→ Request:
Reproduce the records from the line containing "Labeling batch C. For the image above, tag the garden soil" through the end of the records, both ends included, keeping the requests as they are. Multiply each point coordinate by 2.05 and round to whole numbers, with halves rounded up.

→ Data entries:
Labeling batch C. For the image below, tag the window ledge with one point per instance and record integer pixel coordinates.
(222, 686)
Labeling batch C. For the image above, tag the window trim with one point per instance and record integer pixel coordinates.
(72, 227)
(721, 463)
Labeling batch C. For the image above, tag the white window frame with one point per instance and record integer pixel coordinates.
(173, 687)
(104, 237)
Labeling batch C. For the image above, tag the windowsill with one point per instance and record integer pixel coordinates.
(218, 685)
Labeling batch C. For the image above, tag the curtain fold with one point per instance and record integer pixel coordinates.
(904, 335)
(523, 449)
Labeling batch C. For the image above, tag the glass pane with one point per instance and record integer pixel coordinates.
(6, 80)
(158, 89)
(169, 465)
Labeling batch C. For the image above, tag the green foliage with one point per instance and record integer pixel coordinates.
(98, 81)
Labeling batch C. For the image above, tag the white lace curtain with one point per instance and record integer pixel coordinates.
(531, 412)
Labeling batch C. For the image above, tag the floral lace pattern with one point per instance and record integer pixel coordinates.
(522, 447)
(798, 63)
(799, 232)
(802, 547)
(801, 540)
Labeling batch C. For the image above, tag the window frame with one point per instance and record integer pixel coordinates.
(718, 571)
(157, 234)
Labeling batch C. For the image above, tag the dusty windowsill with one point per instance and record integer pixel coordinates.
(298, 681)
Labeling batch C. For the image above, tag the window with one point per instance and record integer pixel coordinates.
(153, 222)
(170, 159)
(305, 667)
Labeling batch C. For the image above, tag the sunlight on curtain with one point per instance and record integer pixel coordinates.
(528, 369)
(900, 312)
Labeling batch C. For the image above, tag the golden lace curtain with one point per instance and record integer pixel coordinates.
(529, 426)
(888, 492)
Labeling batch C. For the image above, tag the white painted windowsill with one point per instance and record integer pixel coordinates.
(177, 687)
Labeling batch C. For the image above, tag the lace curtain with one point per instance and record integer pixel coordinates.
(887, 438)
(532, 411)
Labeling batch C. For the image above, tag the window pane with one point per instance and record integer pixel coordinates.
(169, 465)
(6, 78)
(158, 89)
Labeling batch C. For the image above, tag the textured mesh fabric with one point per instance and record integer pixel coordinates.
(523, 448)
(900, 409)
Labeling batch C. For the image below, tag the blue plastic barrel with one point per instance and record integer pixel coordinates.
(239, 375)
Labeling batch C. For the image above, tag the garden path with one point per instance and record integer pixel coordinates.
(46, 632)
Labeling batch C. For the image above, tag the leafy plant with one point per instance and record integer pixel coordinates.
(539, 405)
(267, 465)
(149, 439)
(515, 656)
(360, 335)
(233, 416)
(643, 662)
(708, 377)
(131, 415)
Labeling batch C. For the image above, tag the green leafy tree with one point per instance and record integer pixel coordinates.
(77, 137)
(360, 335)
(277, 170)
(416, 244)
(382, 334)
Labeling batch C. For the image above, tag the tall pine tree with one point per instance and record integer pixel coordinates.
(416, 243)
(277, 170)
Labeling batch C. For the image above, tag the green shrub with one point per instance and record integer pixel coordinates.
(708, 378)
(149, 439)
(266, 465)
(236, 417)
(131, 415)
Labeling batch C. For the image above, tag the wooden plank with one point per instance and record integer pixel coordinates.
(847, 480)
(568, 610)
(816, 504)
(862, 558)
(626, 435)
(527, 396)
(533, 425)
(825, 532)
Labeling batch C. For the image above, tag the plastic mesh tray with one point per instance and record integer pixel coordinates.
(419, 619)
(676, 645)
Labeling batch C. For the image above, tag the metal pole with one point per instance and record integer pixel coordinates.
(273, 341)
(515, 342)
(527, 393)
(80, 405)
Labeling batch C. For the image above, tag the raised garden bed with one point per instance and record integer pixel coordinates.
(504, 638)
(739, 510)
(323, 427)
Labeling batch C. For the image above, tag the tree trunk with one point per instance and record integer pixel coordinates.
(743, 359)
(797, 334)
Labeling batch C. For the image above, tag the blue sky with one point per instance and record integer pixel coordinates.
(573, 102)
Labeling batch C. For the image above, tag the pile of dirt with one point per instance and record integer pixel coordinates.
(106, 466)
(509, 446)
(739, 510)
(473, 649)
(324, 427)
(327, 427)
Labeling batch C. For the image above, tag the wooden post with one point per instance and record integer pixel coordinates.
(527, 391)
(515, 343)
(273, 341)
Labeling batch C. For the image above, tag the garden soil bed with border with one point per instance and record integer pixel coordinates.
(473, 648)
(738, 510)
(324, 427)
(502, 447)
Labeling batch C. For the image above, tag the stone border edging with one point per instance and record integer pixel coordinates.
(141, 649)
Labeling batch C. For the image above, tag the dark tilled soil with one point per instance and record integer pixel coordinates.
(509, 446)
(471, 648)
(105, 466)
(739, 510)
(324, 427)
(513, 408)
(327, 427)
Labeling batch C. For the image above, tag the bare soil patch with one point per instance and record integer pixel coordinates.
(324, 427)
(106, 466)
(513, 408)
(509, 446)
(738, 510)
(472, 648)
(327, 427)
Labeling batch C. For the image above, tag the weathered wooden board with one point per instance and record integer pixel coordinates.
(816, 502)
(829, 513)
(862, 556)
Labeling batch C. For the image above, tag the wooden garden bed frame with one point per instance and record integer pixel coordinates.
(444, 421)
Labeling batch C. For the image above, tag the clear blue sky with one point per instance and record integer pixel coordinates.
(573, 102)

→ The reply:
Labeling batch C. For the image above, tag the garden soil bed with border with one point per instance and record integer pixel coordinates.
(970, 1328)
(1513, 1046)
(664, 875)
(1029, 916)
Labeling batch C. For the image above, tag the stone border edging with one point per instance and record integer pixel coordinates.
(289, 1330)
Labeling batch C. For the image above, tag the dark tilled soil with one point per instance and record integer pixel coordinates.
(1043, 914)
(966, 1328)
(215, 955)
(1515, 1046)
(664, 875)
(1052, 836)
(670, 875)
Labeling batch C. For the image above, tag the bare soil patch with one point per instance and record integer pixel coordinates.
(664, 875)
(217, 955)
(1052, 836)
(1043, 914)
(1513, 1046)
(968, 1328)
(670, 875)
Labeling batch C. For the image above, tag the weathered wooden board with one point per instance and record integer pixel coordinates.
(1673, 1029)
(1699, 1052)
(1767, 1140)
Labeling batch C. For the image above, tag the wooden garden bed frame with one point per instance and record integer pixel coordinates.
(910, 863)
Labeling batch C. For the image above, tag the clear blue sky with one point per instance and record integer pixel coordinates.
(1175, 209)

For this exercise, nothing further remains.